Point annotation dataset records »

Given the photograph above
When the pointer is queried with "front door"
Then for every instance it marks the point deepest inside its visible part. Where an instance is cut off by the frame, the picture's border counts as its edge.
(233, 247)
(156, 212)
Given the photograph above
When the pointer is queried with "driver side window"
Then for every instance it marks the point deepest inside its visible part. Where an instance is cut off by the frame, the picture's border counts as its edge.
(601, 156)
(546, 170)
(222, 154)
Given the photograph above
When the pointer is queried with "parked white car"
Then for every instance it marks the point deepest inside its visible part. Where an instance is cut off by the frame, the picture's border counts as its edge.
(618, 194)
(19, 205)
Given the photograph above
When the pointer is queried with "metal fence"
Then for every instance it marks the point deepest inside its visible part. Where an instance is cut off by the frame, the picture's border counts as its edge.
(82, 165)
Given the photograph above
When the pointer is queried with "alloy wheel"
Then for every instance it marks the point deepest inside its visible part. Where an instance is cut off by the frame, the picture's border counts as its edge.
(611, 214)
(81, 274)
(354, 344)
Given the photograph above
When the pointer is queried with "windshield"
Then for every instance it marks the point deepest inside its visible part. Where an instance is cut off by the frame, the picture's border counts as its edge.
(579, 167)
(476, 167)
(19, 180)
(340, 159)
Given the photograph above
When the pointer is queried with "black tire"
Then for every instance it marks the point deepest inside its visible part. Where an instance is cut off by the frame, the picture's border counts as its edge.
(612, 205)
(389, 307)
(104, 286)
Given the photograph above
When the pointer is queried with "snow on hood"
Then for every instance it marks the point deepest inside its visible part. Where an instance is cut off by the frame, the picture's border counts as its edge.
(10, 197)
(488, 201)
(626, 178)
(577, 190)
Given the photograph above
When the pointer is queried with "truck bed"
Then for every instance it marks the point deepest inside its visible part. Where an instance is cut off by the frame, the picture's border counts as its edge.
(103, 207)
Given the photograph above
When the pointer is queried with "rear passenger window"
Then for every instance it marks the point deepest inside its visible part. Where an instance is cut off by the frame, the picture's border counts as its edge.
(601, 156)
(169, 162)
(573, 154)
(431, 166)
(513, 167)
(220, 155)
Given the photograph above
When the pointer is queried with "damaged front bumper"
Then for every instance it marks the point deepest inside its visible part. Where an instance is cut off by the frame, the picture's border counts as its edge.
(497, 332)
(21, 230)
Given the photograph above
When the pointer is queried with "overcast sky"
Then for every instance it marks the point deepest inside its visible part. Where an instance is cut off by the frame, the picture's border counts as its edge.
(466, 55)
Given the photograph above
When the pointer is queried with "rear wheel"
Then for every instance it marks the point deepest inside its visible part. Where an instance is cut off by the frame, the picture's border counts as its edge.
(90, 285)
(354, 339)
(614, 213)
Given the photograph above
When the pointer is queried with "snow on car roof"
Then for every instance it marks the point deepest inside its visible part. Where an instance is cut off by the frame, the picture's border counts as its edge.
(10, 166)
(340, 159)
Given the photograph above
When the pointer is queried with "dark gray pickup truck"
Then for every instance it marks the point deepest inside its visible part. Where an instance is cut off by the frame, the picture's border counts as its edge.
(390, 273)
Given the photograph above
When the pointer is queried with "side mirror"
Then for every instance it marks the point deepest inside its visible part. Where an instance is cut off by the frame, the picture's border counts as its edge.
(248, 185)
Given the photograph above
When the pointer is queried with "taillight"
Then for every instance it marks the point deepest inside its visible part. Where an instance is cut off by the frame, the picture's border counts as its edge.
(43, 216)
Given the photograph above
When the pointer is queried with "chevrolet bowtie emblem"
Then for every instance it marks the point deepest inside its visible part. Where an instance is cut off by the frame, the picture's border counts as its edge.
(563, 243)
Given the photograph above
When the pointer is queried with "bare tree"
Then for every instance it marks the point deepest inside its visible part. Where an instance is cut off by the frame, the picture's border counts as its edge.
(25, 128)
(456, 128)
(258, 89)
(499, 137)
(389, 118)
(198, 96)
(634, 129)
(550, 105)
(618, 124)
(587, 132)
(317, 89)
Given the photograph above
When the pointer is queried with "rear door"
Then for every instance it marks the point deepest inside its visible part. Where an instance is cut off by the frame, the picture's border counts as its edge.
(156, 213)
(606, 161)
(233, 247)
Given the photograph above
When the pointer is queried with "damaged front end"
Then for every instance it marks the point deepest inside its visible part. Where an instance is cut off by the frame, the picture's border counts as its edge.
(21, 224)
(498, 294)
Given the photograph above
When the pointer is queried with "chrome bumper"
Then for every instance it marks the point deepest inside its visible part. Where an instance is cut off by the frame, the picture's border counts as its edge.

Requirement »
Extract all of the data exactly as written.

Written answer »
Given the photograph above
When the pointer is queried with "front door"
Then for every instance it marks the point deepest inside its visible part. Where an instance is cut off by the frame, the picture's border counts as its edge.
(233, 247)
(156, 212)
Given the photograph above
When the pointer is queried with "driver side window"
Then for every instance it marks the point deepest inside its visible part. Where an instance is cut off by the frame, the picture's border counts as its edge.
(601, 156)
(546, 170)
(222, 154)
Given the photograph above
When the pointer is queried with "parked white car"
Then for every instance it marks the point deepest inside its visible part. Where an instance is cut off by the frame, the picture's border counts as its edge.
(618, 194)
(19, 205)
Given the photograph above
When the pointer is queried with "metal fence"
Then for every instance it marks the point deepest inside its visible part. Where an instance is cut off by the frame, the picture's border counts as its edge.
(82, 165)
Given the photograph above
When the pointer is queried with "alloy wheel"
Then for every instance it marks the point deepest inside its visible part. Where an instance is cut off by the frame, the picture's border counts as its edge.
(611, 214)
(81, 274)
(354, 344)
Given the photograph above
When the pointer is queried with "windshield"
Then for every instance it marks the point deepest inside its visible part. Where an instance is cut off by the frame, the picture's border counts as its edge.
(579, 167)
(476, 167)
(19, 180)
(340, 159)
Given the photograph above
When the pointer is queried with "black tire"
Then for every instance it marks the point deepest inside its visible part. Where an instance is cut off by the frame, the picture's border counts as its edge.
(612, 205)
(389, 307)
(104, 286)
Given the photograph above
When the pointer is queried with "snow on hood"
Then for every instance it marks the point deepest inside its visible part. Where an instance is cut off by the frame, the picture's border counts as its edge.
(10, 197)
(488, 201)
(626, 178)
(577, 190)
Given the photograph above
When the pointer is queried with "truck bed"
Then for every instance it marks the point deepest inside its visible part. Where an instance is cut off by the frame, the picture's border counts as its edge.
(103, 207)
Given the photograph above
When the pointer is queried with "rear passenger window"
Then for every instance it marks the point deepest inside its visible part. Where an instance is cut off by the frame, the picture's border counts as its edge.
(601, 156)
(169, 162)
(573, 154)
(431, 166)
(513, 167)
(220, 155)
Given the photograph above
When the pointer is queried with "damaged front bumper"
Then for every instance it marks the point deepest inside its visible part. Where an instance is cut off by the frame, the picture's border counts as its edge.
(497, 332)
(21, 230)
Given the photograph above
When the pointer is queried with "overcast sky"
Then for every instance it marks the point deepest inside its visible part. Where an instance is cut off by the frame, the picture's border counts as its edge.
(466, 55)
Given the photograph above
When the pointer is queried with "rear wheel"
Then for every instance it marks the point deepest inside its visible part. Where an instance is cut off by the frame, the picture's border counts as its edge.
(90, 285)
(354, 339)
(614, 213)
Given the photograph above
When the pointer is queried with "snow on car roof"
Then for every instance it marks the point deepest inside its visible part. Where an instance is cut off by the frame, the picture's border counts as its edge.
(10, 166)
(340, 159)
Given the photograph above
When the pointer is queried with "dark gray pickup truck"
Then for every instance it marks the point deepest inside its visible part. Where an instance is cut off by the frame, the picture's border counts as its edge.
(390, 273)
Given the photograph above
When the pointer is queried with "side mirror"
Then for every instance it marks the point deepest inside its visible part. Where an instance is cut off by the frame, the picture's border counts as its edge.
(248, 185)
Given the photograph above
When the pointer is queried with "taillight"
Then for every instance it marks the point deepest inside its visible part. Where an instance is cut off by the frame, the picture's border counts as its edge.
(43, 216)
Given the photograph above
When the pointer is queried with "chevrolet bowtie emblem"
Then for every instance it marks the point deepest inside its visible part. Where an instance is cut off by the frame, the picture's border counts as its edge.
(563, 243)
Given the photograph above
When the pointer is queried with "bare tree"
Then for every instance it marks the point deepest inside its visible part. Where an instance is cut off by the frame, the picture's border counts as its edge.
(25, 128)
(456, 128)
(258, 89)
(499, 137)
(389, 118)
(198, 96)
(634, 129)
(550, 105)
(618, 124)
(587, 132)
(317, 89)
Given the photograph above
When the pointer is queried with "rear door"
Then for every instance it marks the point deepest inside its visible part. Where an instance is cut off by the frame, the picture's border counts as its edge.
(156, 213)
(606, 161)
(233, 247)
Given the photograph above
When the pointer is queried with "damaged front end"
Then for every instance it marks the point deepest inside its visible part. Where an instance is cut off by the frame, the picture's border counts as its edge.
(21, 224)
(498, 294)
Given the photograph above
When the pointer is queried with "chrome bumper"
Then for every instance it marks the point deepest inside its visible part. Where an instance is cut off by the frame, the picture's border counts as its edge.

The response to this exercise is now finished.